REQUIRED ACTION = Your answer must be a single number: how many lines of the data include "target".

EXERCISE DATA =
==========

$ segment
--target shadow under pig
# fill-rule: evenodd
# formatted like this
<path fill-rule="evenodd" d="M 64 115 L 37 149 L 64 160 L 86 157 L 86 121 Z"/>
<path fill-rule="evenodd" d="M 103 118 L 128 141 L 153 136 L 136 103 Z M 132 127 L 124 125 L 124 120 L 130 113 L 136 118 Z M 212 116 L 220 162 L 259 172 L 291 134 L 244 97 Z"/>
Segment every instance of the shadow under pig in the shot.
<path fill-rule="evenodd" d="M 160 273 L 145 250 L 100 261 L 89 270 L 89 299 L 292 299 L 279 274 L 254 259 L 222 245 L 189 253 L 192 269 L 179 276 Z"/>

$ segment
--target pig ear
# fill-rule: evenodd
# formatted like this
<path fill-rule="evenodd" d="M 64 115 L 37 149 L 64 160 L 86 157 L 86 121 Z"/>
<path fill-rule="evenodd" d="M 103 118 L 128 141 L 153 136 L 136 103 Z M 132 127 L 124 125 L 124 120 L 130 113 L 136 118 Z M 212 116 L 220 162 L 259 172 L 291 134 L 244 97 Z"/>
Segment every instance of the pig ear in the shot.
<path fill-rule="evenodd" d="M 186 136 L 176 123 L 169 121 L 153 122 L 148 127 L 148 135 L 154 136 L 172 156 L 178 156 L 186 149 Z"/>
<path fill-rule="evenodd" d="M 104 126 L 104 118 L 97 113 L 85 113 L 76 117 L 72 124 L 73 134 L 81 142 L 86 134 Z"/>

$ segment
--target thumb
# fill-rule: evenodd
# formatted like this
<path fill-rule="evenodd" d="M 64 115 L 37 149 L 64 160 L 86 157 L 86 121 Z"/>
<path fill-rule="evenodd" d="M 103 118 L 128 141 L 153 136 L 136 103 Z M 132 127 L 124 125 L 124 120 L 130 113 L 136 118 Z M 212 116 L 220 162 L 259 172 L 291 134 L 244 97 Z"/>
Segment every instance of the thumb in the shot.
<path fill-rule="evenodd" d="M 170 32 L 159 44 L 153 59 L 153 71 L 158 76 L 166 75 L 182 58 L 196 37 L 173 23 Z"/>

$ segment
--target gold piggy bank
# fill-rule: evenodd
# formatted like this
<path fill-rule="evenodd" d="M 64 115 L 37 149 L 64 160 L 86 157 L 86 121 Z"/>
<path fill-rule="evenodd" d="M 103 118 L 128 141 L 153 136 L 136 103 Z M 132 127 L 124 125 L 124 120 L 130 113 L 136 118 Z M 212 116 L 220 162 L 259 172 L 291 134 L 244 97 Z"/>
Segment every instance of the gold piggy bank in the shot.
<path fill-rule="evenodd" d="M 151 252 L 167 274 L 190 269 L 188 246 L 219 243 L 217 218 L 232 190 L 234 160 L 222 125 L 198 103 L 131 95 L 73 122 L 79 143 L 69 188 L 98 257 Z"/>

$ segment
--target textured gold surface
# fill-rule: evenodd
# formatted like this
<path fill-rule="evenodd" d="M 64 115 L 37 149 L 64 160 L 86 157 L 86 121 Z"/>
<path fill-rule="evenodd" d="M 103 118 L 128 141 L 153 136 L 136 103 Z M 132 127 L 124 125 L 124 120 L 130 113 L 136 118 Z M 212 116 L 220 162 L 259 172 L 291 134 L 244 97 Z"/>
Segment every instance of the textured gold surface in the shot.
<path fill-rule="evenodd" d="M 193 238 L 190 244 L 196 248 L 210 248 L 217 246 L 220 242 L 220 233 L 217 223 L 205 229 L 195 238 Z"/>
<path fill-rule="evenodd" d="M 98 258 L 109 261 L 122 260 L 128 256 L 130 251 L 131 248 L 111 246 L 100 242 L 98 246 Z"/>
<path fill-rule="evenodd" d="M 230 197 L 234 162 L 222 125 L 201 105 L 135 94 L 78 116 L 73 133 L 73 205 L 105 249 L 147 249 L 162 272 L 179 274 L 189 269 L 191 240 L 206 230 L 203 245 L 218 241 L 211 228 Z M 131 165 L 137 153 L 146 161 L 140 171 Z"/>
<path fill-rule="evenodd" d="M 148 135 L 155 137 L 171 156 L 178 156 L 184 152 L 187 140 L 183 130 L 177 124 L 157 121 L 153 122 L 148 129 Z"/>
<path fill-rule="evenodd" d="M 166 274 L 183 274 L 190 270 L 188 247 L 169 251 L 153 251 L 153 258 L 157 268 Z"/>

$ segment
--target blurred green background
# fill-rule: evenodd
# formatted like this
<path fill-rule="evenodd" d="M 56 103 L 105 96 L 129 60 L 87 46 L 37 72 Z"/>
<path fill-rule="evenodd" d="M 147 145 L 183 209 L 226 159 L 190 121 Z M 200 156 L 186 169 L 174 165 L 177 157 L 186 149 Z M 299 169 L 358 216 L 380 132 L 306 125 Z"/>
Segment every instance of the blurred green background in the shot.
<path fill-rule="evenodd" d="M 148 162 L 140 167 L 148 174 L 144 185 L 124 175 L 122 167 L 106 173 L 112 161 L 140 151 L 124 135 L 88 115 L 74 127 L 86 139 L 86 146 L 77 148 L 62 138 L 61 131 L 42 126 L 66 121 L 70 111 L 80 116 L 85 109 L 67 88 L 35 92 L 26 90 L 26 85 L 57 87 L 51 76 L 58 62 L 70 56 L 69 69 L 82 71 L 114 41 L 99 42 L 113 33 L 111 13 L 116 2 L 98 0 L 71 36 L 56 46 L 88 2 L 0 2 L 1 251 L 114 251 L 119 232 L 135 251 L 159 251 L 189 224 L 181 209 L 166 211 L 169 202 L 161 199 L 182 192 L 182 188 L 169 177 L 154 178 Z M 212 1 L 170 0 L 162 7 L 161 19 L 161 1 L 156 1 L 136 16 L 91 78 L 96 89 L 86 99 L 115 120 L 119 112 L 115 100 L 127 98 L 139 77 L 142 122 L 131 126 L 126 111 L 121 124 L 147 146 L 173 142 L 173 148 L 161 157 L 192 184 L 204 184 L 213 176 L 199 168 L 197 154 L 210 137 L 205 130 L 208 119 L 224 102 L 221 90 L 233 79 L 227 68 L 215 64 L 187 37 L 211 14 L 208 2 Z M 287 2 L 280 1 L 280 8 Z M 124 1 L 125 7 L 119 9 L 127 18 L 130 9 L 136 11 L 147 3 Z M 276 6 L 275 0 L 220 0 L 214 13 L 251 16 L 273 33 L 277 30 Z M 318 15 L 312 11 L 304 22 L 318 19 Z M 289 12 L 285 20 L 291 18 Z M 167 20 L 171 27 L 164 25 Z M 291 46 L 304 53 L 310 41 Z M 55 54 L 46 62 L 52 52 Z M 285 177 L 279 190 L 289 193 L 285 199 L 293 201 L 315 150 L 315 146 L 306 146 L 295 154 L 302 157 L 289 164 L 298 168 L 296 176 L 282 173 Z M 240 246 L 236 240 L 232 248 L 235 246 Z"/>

==========

ANSWER TO THE EXERCISE = 6